DATA EXTRACTS:
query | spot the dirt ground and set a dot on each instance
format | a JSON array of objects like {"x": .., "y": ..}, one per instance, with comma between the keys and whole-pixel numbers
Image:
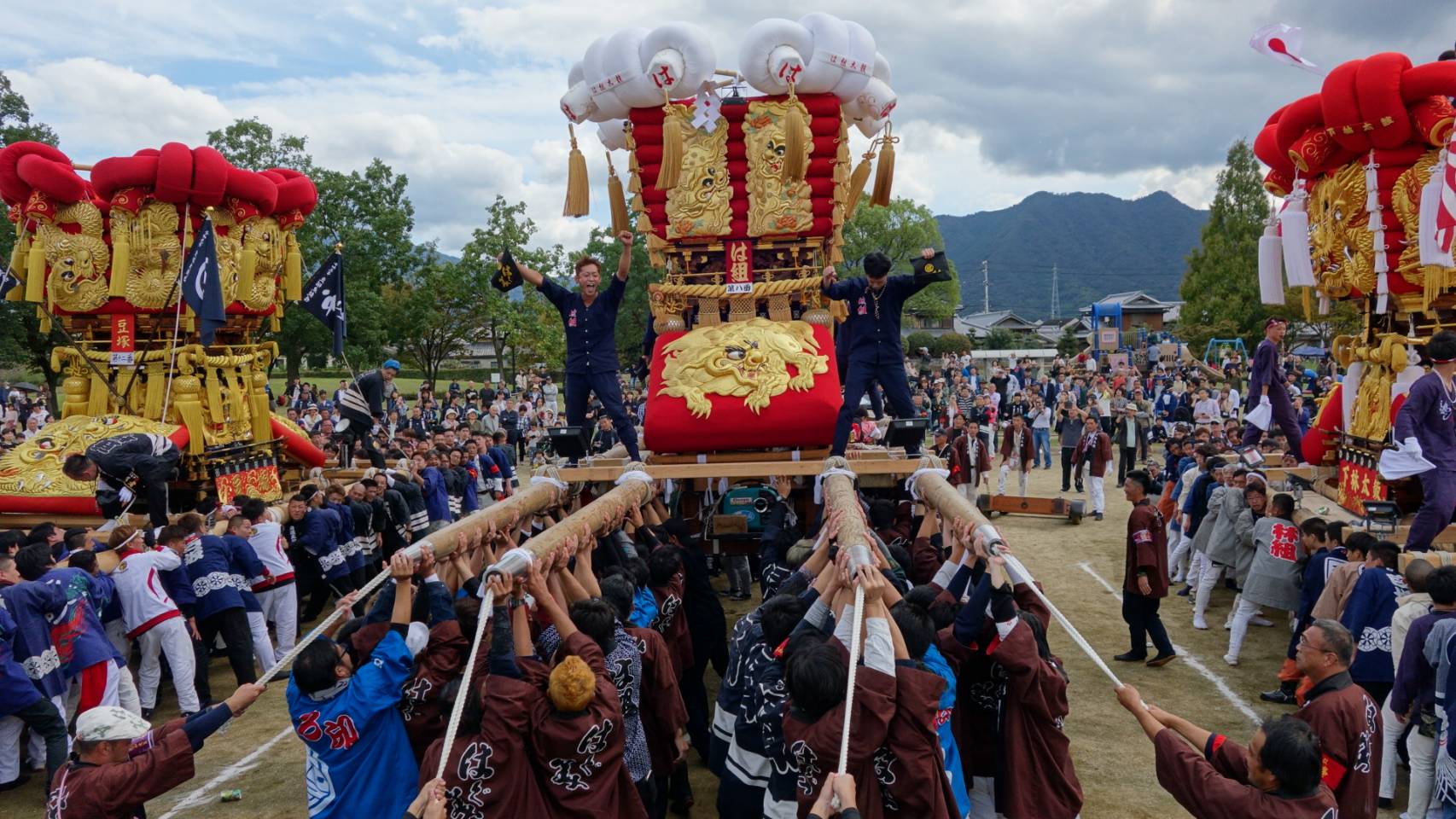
[{"x": 1114, "y": 759}]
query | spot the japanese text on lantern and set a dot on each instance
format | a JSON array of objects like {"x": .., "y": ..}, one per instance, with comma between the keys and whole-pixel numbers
[
  {"x": 740, "y": 268},
  {"x": 123, "y": 340}
]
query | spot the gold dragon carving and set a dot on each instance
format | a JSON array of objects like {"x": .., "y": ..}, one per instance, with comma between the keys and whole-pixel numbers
[
  {"x": 746, "y": 360},
  {"x": 1342, "y": 247},
  {"x": 775, "y": 206},
  {"x": 702, "y": 201},
  {"x": 156, "y": 252},
  {"x": 79, "y": 261},
  {"x": 34, "y": 468}
]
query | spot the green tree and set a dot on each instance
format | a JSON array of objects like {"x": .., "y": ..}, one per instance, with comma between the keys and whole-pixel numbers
[
  {"x": 900, "y": 231},
  {"x": 951, "y": 344},
  {"x": 1220, "y": 288},
  {"x": 22, "y": 344},
  {"x": 1069, "y": 344}
]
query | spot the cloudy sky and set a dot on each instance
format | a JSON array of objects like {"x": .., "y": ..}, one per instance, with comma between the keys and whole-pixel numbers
[{"x": 998, "y": 98}]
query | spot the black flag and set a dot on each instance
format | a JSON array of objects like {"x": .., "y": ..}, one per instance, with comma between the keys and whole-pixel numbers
[
  {"x": 323, "y": 297},
  {"x": 201, "y": 286},
  {"x": 507, "y": 276}
]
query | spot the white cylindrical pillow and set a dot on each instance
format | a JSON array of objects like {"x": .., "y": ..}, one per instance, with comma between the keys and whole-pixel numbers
[{"x": 769, "y": 49}]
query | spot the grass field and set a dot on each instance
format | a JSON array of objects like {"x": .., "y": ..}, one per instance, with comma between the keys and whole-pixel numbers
[{"x": 1079, "y": 566}]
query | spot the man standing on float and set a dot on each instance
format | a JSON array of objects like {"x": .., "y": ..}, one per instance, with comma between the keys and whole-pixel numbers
[
  {"x": 1267, "y": 386},
  {"x": 590, "y": 317},
  {"x": 874, "y": 340},
  {"x": 1429, "y": 418}
]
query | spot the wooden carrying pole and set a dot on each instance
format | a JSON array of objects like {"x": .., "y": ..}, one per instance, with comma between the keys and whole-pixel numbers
[{"x": 633, "y": 491}]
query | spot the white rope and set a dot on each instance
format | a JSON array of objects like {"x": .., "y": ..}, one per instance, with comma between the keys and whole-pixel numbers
[
  {"x": 465, "y": 682},
  {"x": 1062, "y": 619},
  {"x": 177, "y": 319},
  {"x": 853, "y": 668},
  {"x": 633, "y": 474},
  {"x": 818, "y": 482},
  {"x": 284, "y": 660},
  {"x": 915, "y": 476}
]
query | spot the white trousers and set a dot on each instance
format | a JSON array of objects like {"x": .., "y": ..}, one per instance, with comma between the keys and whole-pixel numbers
[
  {"x": 1021, "y": 479},
  {"x": 10, "y": 742},
  {"x": 1239, "y": 627},
  {"x": 169, "y": 636},
  {"x": 262, "y": 646},
  {"x": 1094, "y": 483},
  {"x": 282, "y": 608},
  {"x": 983, "y": 799}
]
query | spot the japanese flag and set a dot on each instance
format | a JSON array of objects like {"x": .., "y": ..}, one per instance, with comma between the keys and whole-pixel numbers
[{"x": 1283, "y": 44}]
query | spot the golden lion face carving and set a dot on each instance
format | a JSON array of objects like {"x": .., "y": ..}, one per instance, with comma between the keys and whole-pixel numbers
[
  {"x": 79, "y": 261},
  {"x": 1342, "y": 247},
  {"x": 746, "y": 360},
  {"x": 702, "y": 201},
  {"x": 773, "y": 206},
  {"x": 34, "y": 468}
]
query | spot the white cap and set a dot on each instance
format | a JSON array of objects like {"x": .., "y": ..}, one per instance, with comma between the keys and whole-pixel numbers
[{"x": 107, "y": 723}]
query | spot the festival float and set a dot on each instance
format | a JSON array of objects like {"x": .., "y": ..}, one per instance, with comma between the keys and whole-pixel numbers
[
  {"x": 101, "y": 258},
  {"x": 1367, "y": 177}
]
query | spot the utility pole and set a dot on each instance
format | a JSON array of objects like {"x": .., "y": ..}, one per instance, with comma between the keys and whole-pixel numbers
[
  {"x": 1056, "y": 297},
  {"x": 986, "y": 286}
]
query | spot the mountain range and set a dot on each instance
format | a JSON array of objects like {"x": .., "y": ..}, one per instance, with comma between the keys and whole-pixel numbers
[{"x": 1098, "y": 243}]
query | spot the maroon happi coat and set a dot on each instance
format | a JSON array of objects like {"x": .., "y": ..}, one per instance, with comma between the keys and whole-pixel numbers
[
  {"x": 663, "y": 709},
  {"x": 909, "y": 764},
  {"x": 579, "y": 755},
  {"x": 1216, "y": 784},
  {"x": 1347, "y": 723},
  {"x": 814, "y": 745},
  {"x": 1033, "y": 712},
  {"x": 490, "y": 771}
]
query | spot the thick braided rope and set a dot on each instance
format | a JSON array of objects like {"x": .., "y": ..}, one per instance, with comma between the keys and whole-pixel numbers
[
  {"x": 465, "y": 682},
  {"x": 287, "y": 659},
  {"x": 1062, "y": 619}
]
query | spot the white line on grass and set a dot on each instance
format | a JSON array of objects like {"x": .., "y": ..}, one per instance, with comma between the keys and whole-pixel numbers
[
  {"x": 1188, "y": 658},
  {"x": 236, "y": 769}
]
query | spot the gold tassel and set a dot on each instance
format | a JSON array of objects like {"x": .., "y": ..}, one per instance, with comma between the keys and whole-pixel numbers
[
  {"x": 35, "y": 274},
  {"x": 213, "y": 381},
  {"x": 884, "y": 171},
  {"x": 673, "y": 137},
  {"x": 579, "y": 191},
  {"x": 245, "y": 274},
  {"x": 858, "y": 179},
  {"x": 261, "y": 412},
  {"x": 795, "y": 148},
  {"x": 293, "y": 270},
  {"x": 98, "y": 402},
  {"x": 618, "y": 200},
  {"x": 119, "y": 265}
]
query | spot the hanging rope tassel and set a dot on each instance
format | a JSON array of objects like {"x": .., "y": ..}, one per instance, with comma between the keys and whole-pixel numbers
[
  {"x": 886, "y": 171},
  {"x": 579, "y": 189},
  {"x": 673, "y": 137},
  {"x": 616, "y": 200},
  {"x": 486, "y": 608},
  {"x": 795, "y": 140}
]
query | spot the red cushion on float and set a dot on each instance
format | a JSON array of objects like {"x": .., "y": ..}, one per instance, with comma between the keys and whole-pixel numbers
[
  {"x": 296, "y": 191},
  {"x": 12, "y": 188},
  {"x": 792, "y": 418},
  {"x": 1377, "y": 86},
  {"x": 114, "y": 173},
  {"x": 1342, "y": 107},
  {"x": 208, "y": 177},
  {"x": 255, "y": 188},
  {"x": 173, "y": 173},
  {"x": 55, "y": 179}
]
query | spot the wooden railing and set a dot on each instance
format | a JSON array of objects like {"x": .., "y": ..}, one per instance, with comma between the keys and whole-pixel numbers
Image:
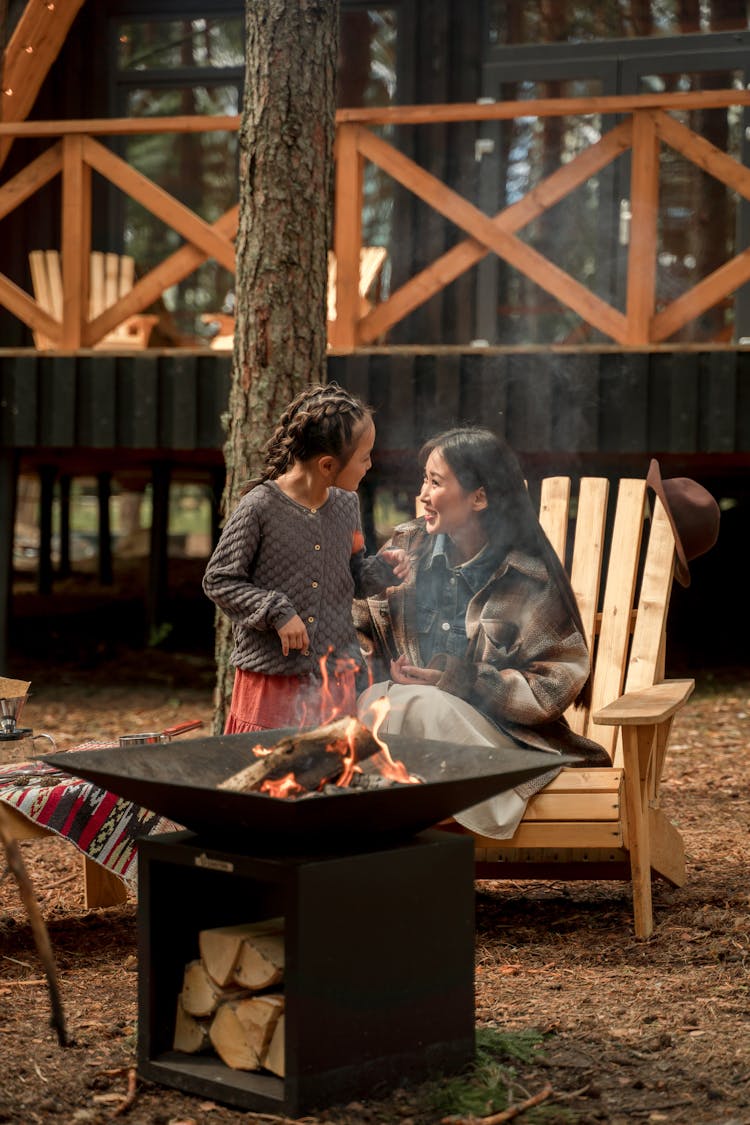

TRY IT: Within the listing above, give again exactly every line from the line with "query | spot the cloudy" through the line with "query | spot the japanese flag", both included, and no other line.

RESPONSE:
query | spot the cloudy sky and set a dot on each instance
format | a JSON array of objects like {"x": .., "y": ..}, one per instance, with comma between the keys and whole-pixel numbers
[{"x": 998, "y": 98}]
query | spot the black flag and set a dot on each instance
format | a JSON array of objects like {"x": .., "y": ..}, one per instance, with comma between the keys and whole-pixel numbers
[
  {"x": 323, "y": 297},
  {"x": 201, "y": 286},
  {"x": 507, "y": 276}
]
query | spot the white cylindrical pillow and set a dot on each instance
format | a JSON array of objects like {"x": .., "y": ..}, one per instance, with comma between the keys and whole-pixel numbers
[{"x": 769, "y": 49}]
query | spot the grass field and set a dot on each instance
format | a JSON array of objects like {"x": .., "y": ..}, one per instance, with comma between the keys and whole-pixel numbers
[{"x": 1079, "y": 566}]
query | spot the man standing on float and set a dot on each instance
format | a JSON array of objects like {"x": .., "y": ..}, one per instance, with comma between the keys and whole-pixel numbers
[
  {"x": 1267, "y": 386},
  {"x": 590, "y": 317},
  {"x": 874, "y": 340},
  {"x": 1429, "y": 418}
]
query | spot the wooden carrying pole and set a dot on each instance
format | a JSON array of objects like {"x": .., "y": ..}, one per instance, with comma between the keys and whole-pixel numbers
[{"x": 633, "y": 491}]
query | spot the white rope and set a dot on each instance
format | a JSON array of objects like {"x": .., "y": ..}, one per instance, with comma between the keys and whole-pixel numbers
[
  {"x": 465, "y": 682},
  {"x": 1062, "y": 619},
  {"x": 177, "y": 319},
  {"x": 853, "y": 668},
  {"x": 633, "y": 474},
  {"x": 818, "y": 482},
  {"x": 284, "y": 660},
  {"x": 915, "y": 476}
]
query | spot the white trousers and set a dot on each instance
format | a JSON array of objects like {"x": .., "y": ..}, one per instance, with comma between the keys and whole-pixel numbers
[
  {"x": 1021, "y": 479},
  {"x": 10, "y": 742},
  {"x": 1239, "y": 627},
  {"x": 169, "y": 636},
  {"x": 262, "y": 646},
  {"x": 1094, "y": 483},
  {"x": 282, "y": 608},
  {"x": 983, "y": 799}
]
query | spot the japanese flag and set a dot on each instance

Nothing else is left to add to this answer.